Material provided:
────

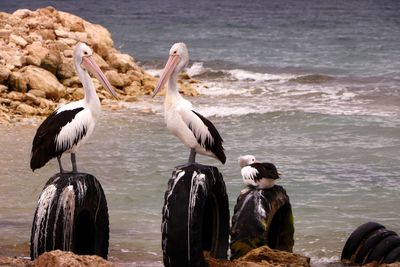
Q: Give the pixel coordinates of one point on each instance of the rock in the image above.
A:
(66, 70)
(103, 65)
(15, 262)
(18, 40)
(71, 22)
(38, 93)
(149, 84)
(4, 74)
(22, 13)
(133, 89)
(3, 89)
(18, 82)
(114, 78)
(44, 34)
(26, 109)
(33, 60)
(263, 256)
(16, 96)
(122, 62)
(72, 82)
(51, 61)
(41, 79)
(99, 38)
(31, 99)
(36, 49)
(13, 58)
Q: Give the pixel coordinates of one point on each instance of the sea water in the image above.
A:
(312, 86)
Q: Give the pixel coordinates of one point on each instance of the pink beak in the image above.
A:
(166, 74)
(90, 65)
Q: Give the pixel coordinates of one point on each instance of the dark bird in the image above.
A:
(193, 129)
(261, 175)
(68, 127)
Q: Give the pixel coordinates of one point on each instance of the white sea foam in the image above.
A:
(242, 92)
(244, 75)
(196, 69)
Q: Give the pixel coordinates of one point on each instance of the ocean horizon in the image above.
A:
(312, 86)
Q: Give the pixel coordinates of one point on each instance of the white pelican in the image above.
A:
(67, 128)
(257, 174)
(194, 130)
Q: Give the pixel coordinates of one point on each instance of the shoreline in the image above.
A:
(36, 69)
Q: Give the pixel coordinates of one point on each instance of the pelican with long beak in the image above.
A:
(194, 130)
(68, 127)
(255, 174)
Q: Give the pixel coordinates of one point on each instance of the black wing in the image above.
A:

────

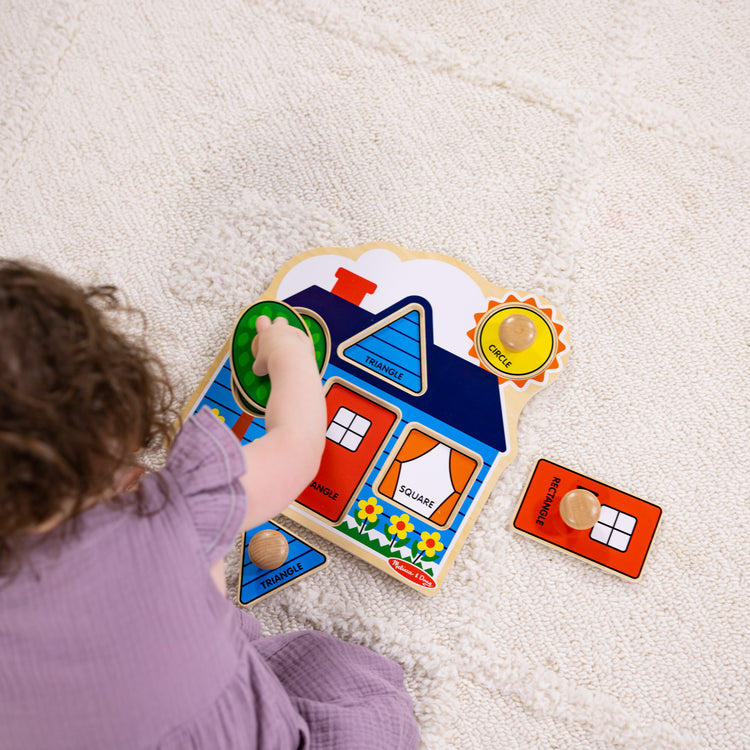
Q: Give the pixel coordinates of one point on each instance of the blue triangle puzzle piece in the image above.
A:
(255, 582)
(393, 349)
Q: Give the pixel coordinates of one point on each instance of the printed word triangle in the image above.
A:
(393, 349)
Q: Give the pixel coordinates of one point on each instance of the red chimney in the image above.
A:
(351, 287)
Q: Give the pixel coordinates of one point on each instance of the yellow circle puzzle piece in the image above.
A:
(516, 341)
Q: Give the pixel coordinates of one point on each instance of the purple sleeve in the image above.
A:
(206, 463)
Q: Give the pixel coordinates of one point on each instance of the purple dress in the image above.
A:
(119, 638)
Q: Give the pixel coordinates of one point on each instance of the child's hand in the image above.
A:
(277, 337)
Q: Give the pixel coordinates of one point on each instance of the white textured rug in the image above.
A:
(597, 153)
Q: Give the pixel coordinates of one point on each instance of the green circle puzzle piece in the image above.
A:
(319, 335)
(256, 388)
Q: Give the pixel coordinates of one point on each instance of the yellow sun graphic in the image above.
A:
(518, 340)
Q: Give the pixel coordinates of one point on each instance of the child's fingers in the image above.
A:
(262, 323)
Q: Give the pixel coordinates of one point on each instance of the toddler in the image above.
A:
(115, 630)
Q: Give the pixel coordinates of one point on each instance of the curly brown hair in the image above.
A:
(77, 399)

────

Exercise instructions: List each line of the data above that contains the string "child".

Written solution:
Q: Give the pixel coordinates of one point on each instance of the child's hand in the image above.
Q: Give the pixel coordinates of one point on each instance of the child's fingers in the image above.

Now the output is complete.